TASK DIRECTIONS -> In the records below, find the line holding "Target: staircase" and the line holding "Target: stained glass window". Set down both, with every line between them, exactly.

── TASK INPUT

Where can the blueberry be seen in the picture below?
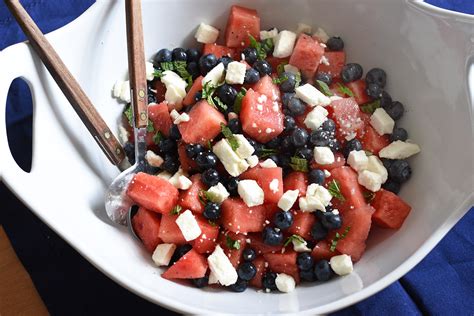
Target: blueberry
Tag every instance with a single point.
(322, 270)
(351, 72)
(250, 54)
(331, 221)
(399, 171)
(251, 76)
(296, 107)
(399, 134)
(353, 144)
(249, 254)
(335, 44)
(193, 55)
(201, 282)
(304, 261)
(206, 63)
(179, 54)
(271, 236)
(239, 286)
(268, 281)
(283, 220)
(316, 176)
(247, 271)
(289, 84)
(212, 211)
(376, 76)
(227, 94)
(263, 67)
(318, 231)
(299, 137)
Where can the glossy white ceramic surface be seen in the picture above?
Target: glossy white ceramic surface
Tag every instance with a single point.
(428, 54)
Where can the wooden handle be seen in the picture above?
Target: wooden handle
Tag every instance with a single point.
(136, 62)
(68, 85)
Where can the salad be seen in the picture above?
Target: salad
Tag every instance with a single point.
(269, 157)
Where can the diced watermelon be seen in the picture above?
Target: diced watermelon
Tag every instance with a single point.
(336, 61)
(189, 199)
(302, 224)
(390, 210)
(372, 141)
(195, 88)
(147, 226)
(236, 216)
(160, 117)
(169, 230)
(264, 177)
(296, 180)
(190, 266)
(307, 55)
(153, 193)
(242, 22)
(283, 263)
(204, 124)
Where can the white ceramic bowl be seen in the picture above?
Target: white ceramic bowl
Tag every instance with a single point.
(428, 54)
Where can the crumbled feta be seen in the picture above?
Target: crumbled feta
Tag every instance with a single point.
(284, 44)
(235, 73)
(316, 118)
(188, 225)
(312, 96)
(399, 150)
(323, 155)
(341, 264)
(288, 199)
(221, 267)
(285, 283)
(206, 34)
(162, 254)
(358, 160)
(382, 122)
(250, 192)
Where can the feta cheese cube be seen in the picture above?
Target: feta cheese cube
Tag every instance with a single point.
(382, 122)
(323, 155)
(341, 264)
(312, 96)
(235, 73)
(188, 225)
(162, 254)
(285, 283)
(288, 199)
(250, 192)
(206, 34)
(284, 44)
(399, 150)
(221, 267)
(358, 160)
(370, 180)
(316, 117)
(218, 193)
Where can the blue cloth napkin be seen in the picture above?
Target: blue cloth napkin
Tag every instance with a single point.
(442, 284)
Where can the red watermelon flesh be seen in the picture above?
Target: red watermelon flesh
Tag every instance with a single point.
(153, 193)
(190, 266)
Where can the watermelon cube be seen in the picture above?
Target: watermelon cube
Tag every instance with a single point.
(204, 124)
(390, 210)
(153, 193)
(190, 266)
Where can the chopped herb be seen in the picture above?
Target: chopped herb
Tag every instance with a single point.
(232, 244)
(335, 190)
(325, 88)
(299, 164)
(369, 108)
(337, 238)
(344, 89)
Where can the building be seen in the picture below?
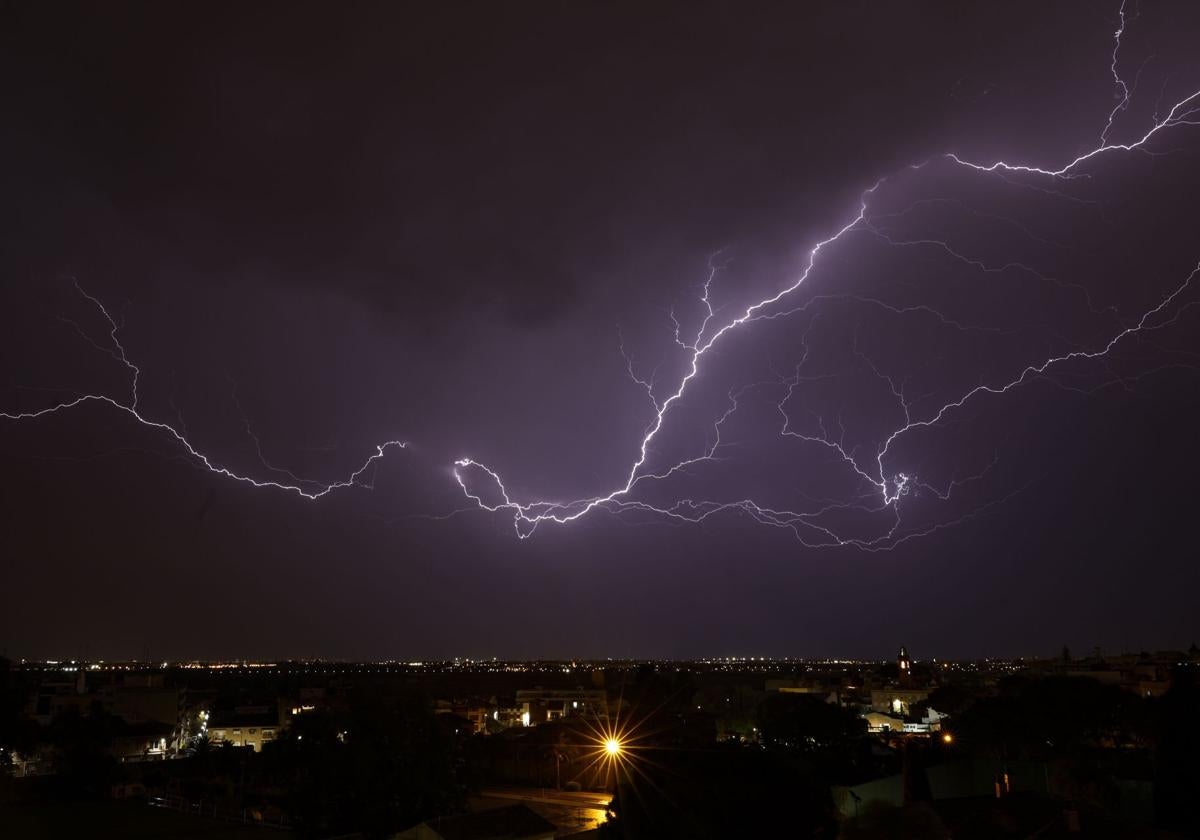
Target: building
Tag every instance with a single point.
(514, 822)
(538, 706)
(897, 701)
(244, 726)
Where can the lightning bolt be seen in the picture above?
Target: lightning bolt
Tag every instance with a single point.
(880, 491)
(178, 433)
(885, 492)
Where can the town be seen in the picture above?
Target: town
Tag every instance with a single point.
(606, 749)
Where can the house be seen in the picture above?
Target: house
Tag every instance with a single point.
(515, 822)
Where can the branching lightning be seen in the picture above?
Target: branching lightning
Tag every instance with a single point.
(882, 487)
(178, 432)
(885, 491)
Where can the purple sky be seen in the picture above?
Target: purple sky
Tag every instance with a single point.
(321, 229)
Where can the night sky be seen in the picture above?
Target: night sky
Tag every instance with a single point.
(471, 227)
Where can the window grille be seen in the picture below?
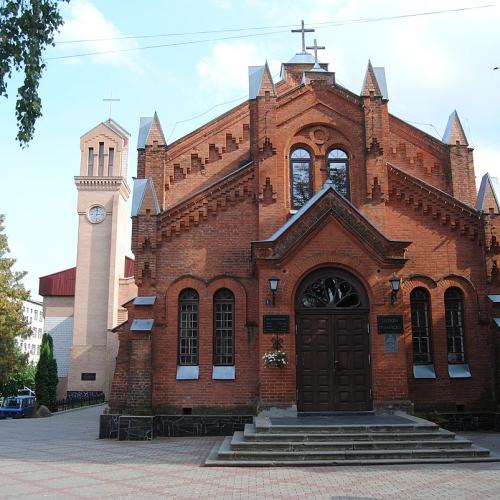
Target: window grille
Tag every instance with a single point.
(111, 159)
(101, 159)
(188, 327)
(224, 328)
(420, 326)
(300, 168)
(454, 313)
(338, 171)
(90, 162)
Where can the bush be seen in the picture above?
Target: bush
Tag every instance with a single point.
(46, 375)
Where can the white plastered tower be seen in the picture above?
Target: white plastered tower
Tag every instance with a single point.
(102, 222)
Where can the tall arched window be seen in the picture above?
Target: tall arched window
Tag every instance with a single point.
(338, 171)
(300, 172)
(420, 326)
(454, 313)
(188, 327)
(223, 328)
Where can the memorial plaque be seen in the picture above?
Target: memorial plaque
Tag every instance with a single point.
(390, 324)
(276, 323)
(390, 342)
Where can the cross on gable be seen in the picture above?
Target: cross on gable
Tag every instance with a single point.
(315, 48)
(303, 31)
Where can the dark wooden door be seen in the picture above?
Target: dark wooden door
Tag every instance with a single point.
(333, 372)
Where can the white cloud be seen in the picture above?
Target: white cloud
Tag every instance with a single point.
(225, 70)
(486, 160)
(83, 21)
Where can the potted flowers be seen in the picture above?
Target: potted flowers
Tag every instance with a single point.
(276, 357)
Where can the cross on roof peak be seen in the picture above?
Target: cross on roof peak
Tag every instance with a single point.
(303, 30)
(315, 48)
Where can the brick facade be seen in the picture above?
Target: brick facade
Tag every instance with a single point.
(206, 222)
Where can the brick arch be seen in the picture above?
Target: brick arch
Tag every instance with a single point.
(240, 297)
(345, 263)
(313, 125)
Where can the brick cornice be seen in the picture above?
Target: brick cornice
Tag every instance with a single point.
(416, 136)
(235, 187)
(434, 202)
(86, 183)
(332, 204)
(185, 144)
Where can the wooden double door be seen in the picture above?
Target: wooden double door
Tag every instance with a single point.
(333, 361)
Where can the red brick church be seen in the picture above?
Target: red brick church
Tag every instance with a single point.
(311, 227)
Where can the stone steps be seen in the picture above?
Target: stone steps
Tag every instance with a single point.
(239, 442)
(275, 442)
(251, 434)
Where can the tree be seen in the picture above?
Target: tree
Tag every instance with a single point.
(27, 27)
(12, 323)
(21, 378)
(46, 375)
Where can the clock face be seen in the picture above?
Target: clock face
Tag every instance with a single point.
(96, 214)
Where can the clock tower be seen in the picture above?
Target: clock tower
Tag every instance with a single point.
(102, 222)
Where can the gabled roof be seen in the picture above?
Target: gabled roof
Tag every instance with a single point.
(147, 125)
(489, 187)
(141, 186)
(62, 283)
(454, 133)
(327, 202)
(113, 126)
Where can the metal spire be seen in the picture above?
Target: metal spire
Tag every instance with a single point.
(303, 31)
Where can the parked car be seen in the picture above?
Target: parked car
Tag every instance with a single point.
(18, 407)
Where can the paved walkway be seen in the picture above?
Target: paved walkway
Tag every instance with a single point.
(61, 457)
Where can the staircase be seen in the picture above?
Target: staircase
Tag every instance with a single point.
(344, 440)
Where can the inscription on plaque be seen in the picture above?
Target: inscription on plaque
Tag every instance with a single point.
(276, 323)
(390, 324)
(390, 342)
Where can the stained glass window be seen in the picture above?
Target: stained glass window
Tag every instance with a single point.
(188, 327)
(338, 171)
(420, 326)
(300, 166)
(454, 313)
(224, 328)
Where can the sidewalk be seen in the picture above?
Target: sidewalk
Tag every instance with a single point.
(61, 457)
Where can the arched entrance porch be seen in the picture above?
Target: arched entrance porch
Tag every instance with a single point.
(333, 346)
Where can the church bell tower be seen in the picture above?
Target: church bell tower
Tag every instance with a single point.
(102, 221)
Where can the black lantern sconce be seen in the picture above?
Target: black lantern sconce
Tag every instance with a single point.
(395, 282)
(274, 281)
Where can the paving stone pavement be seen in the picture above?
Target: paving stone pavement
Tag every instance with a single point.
(61, 457)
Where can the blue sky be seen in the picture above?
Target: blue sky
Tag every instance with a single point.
(434, 64)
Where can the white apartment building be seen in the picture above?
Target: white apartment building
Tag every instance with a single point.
(33, 313)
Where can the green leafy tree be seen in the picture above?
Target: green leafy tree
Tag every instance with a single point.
(21, 378)
(12, 322)
(46, 375)
(27, 27)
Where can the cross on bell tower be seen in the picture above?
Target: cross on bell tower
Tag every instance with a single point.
(303, 30)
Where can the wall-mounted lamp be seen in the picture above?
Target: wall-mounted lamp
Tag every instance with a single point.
(395, 282)
(274, 281)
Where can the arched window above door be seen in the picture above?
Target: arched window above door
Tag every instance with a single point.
(332, 289)
(300, 174)
(338, 171)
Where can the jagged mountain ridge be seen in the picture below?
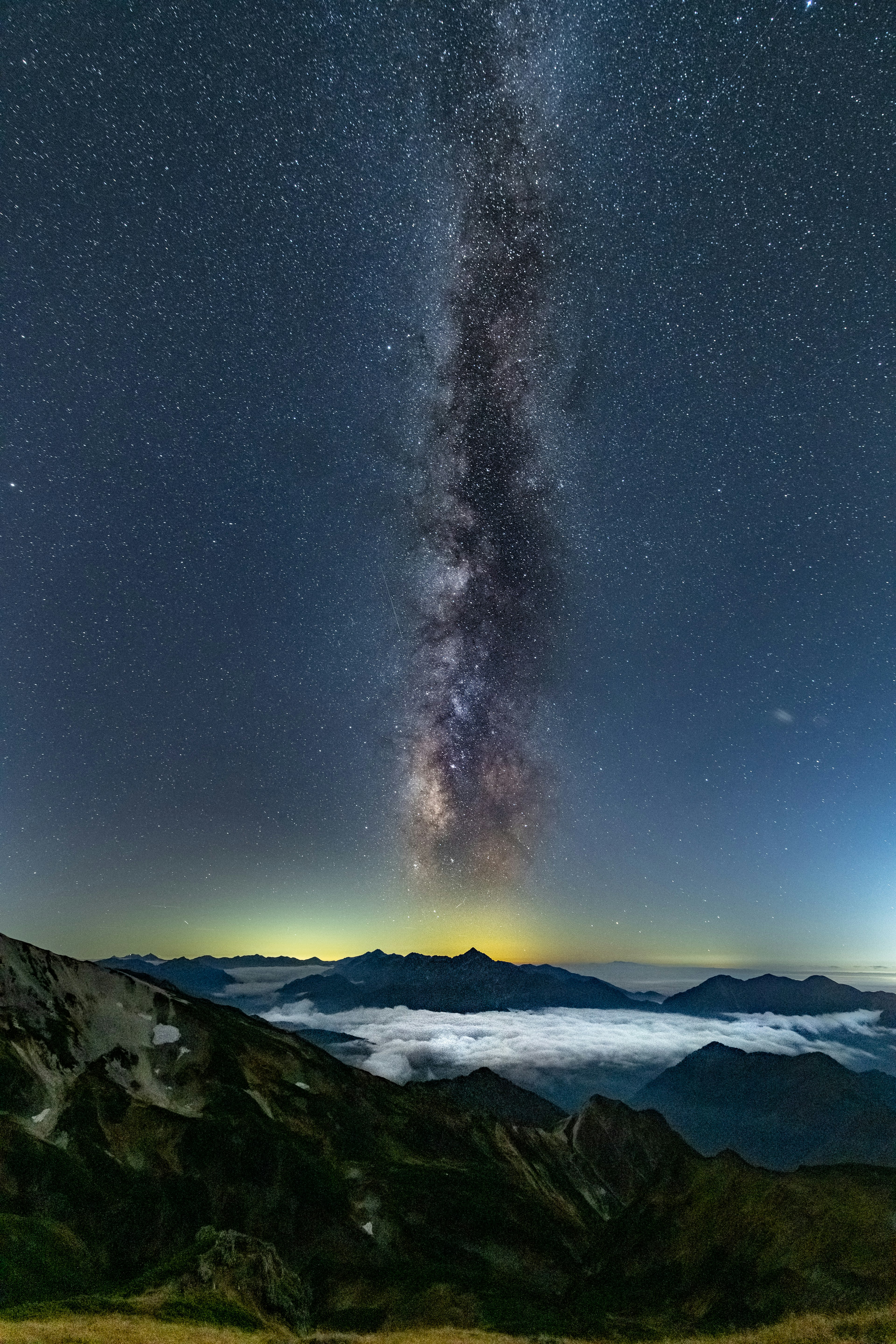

────

SOLUTION FOR THIS EXERCISE ->
Target: staircase
Tag every instance with a single point.
(344, 440)
Where can the inscription on plaque be seen in the picture above?
Target: inscription on plaque
Tag every instance with a single point.
(276, 323)
(390, 324)
(390, 342)
Where can the stained glass window be seen in the picture above?
Target: stained glass window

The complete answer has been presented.